### AIM OF THE TASK:
Retype the data in its entirety, with no word changed.

Records from a data collection
------------------------------------
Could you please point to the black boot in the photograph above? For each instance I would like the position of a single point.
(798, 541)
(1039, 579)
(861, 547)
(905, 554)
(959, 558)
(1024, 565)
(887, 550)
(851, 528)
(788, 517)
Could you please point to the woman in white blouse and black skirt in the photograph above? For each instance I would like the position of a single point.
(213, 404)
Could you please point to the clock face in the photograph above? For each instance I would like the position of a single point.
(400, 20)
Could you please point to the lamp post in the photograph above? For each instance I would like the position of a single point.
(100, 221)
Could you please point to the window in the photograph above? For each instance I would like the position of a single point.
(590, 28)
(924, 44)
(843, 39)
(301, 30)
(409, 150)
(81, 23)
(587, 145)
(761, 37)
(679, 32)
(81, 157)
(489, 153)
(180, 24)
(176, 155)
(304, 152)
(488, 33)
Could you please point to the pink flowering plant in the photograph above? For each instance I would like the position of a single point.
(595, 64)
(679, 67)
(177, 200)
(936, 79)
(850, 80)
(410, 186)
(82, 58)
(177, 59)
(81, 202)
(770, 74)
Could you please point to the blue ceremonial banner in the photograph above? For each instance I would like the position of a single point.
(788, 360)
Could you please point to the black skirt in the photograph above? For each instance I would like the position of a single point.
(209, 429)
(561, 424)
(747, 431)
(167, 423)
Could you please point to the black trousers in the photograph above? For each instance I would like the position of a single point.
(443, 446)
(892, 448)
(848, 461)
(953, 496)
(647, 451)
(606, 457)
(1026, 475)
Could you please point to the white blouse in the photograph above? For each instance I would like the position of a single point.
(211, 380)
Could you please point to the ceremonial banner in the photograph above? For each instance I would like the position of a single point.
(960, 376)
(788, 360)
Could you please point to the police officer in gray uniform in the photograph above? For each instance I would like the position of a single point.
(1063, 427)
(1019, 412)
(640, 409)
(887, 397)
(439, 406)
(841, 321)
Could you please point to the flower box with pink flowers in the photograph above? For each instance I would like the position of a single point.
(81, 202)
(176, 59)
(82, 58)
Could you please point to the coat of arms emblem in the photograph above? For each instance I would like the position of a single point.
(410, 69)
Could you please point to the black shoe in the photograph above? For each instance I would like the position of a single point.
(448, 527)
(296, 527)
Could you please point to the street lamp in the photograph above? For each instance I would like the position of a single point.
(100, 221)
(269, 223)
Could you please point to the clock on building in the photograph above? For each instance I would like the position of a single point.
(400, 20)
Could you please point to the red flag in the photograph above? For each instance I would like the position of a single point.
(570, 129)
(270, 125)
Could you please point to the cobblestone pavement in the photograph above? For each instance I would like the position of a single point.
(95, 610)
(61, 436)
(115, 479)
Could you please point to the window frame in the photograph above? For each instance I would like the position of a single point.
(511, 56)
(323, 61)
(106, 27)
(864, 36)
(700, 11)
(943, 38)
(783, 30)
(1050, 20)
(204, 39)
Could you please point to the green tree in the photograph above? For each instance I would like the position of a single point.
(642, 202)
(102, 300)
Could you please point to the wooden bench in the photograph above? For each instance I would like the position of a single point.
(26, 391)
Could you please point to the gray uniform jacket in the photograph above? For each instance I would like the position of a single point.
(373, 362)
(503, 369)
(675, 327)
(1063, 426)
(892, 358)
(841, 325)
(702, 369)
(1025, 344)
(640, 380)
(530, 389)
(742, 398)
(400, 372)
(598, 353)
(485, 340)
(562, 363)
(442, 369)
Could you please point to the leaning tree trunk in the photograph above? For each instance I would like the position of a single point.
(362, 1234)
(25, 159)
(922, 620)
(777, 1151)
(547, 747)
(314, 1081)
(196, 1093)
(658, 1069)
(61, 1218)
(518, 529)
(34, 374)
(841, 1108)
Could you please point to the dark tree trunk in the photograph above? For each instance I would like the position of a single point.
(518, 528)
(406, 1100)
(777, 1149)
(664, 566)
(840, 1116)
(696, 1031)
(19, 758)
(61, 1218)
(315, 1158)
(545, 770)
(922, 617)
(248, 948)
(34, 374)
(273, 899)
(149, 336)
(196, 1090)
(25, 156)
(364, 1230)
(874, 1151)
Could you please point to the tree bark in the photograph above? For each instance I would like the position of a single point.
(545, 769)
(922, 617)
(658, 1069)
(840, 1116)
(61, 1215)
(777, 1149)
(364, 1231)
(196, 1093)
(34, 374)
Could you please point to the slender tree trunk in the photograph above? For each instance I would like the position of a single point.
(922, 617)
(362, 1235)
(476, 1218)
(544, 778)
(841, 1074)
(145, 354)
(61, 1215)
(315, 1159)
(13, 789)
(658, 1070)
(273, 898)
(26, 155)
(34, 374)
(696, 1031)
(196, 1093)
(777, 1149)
------------------------------------
### FINISHED EXERCISE:
Could you please point to the black boot in the photograph above? For each instance I would like the position of a single point.
(798, 541)
(1039, 579)
(861, 547)
(905, 554)
(959, 558)
(1024, 565)
(887, 550)
(851, 528)
(788, 517)
Could you please point to the woman in white blouse and black skirt in the photograph above? For each instance I would like the position of a single point.
(213, 404)
Could you please point to the clock face in the photograph above? For each instance I would like the position of a single point.
(400, 20)
Could you please point to the lamp post in the photograph above? For each instance I would like the position of a single point.
(100, 221)
Could you please point to the window in the photograph above? For each instance I would like the position of a single point.
(590, 28)
(924, 44)
(843, 39)
(301, 30)
(409, 150)
(81, 23)
(587, 145)
(761, 37)
(679, 32)
(81, 157)
(489, 153)
(180, 24)
(176, 155)
(304, 152)
(488, 33)
Could you please point to the pink flowering plant in the photograph above? For each instance I would like the position of a single point.
(595, 64)
(679, 67)
(177, 200)
(936, 79)
(850, 80)
(410, 186)
(82, 58)
(177, 59)
(81, 202)
(770, 74)
Could you please point to the blue ceremonial banner in the photograph above? For each instance I would like the position of a single point.
(788, 360)
Could you please point to the black skirt in the photograph above? For each instance I would like the position of a single point.
(209, 429)
(561, 424)
(747, 431)
(167, 423)
Could you please point to the black trousers in the photograph above? For each instance I would like the position of a single point.
(443, 446)
(892, 448)
(848, 461)
(953, 496)
(647, 451)
(606, 457)
(1026, 475)
Could you please point to the white blouse in the photograph above? For each instance I would like the position of a single point.
(211, 380)
Could you please point to the ceremonial banner in the photograph above? For each instance I would like the position of a single point.
(960, 376)
(788, 360)
Could you please point to the police officer in gray uniform in the photograph above? For each instance I would like the position of a single point.
(1063, 427)
(1019, 412)
(640, 409)
(887, 397)
(439, 406)
(841, 321)
Could you please point to the flower box with pink flowers in the photograph above? For each instance I would like the position of a single point.
(81, 202)
(176, 59)
(82, 58)
Could you please point to the coat of arms emblem in the photograph above? For each instance I would like the position of a single point.
(410, 69)
Could you please point to the black shoe in the photograph above? For each instance I would like the position of a single point.
(448, 527)
(296, 527)
Could you please point to the street lamp in the photograph above? For each instance I would like the position of a single point.
(100, 221)
(269, 223)
Could you please point to the clock on building in the photograph above? For each instance I would like the position of a single point.
(400, 20)
Could you please point to the red flag in the photograph above? For each instance I would like the position of a single point.
(570, 129)
(270, 125)
Could you please point to the cobblestone pavement in the photograph above? For each instance I would like the position of a single point.
(95, 610)
(61, 436)
(115, 479)
Could you please point to the window frame in the photograph above? For each instance I would like the position of a single point.
(511, 56)
(323, 61)
(106, 27)
(864, 36)
(700, 11)
(943, 38)
(783, 30)
(1050, 20)
(204, 39)
Could you please point to the green tree in the photograph above? For each instance I would like the position of a single point.
(642, 202)
(102, 300)
Could you please point to the wooden bench in the photograph above? For each instance I would like the position of a single point.
(26, 391)
Could you please point to the gray uniform jacket in the photograph above? For each instance I would like the position of a single point.
(373, 362)
(503, 369)
(675, 327)
(1063, 426)
(892, 358)
(841, 325)
(702, 369)
(1025, 344)
(640, 380)
(530, 389)
(742, 398)
(400, 372)
(598, 353)
(485, 340)
(562, 363)
(442, 369)
Could you please point to the leaning tree trunk in the photograph above? For each instance I would like the position of a single point.
(362, 1234)
(25, 159)
(922, 620)
(777, 1151)
(547, 747)
(314, 1081)
(196, 1093)
(658, 1069)
(61, 1218)
(518, 529)
(34, 374)
(841, 1108)
Could you please point to the dark tree trunk in the photograph above? For each instance I would like the position of a single point.
(518, 528)
(406, 1100)
(777, 1149)
(664, 566)
(840, 1116)
(696, 1031)
(19, 758)
(61, 1218)
(315, 1158)
(545, 770)
(922, 617)
(248, 948)
(34, 374)
(273, 899)
(149, 336)
(196, 1090)
(25, 156)
(364, 1230)
(874, 1151)
Could you please point to the tree bark in the photograph above? For each instance I would like the position of a single point.
(545, 769)
(922, 617)
(658, 1069)
(840, 1116)
(61, 1215)
(777, 1149)
(364, 1231)
(196, 1093)
(34, 374)
Could you please point to the slender tree trunk in the photograph above? For each instance I would like the position of a single point.
(922, 617)
(362, 1235)
(476, 1218)
(544, 778)
(841, 1074)
(145, 354)
(61, 1215)
(315, 1159)
(13, 789)
(658, 1070)
(273, 898)
(26, 155)
(34, 374)
(696, 1031)
(196, 1093)
(777, 1149)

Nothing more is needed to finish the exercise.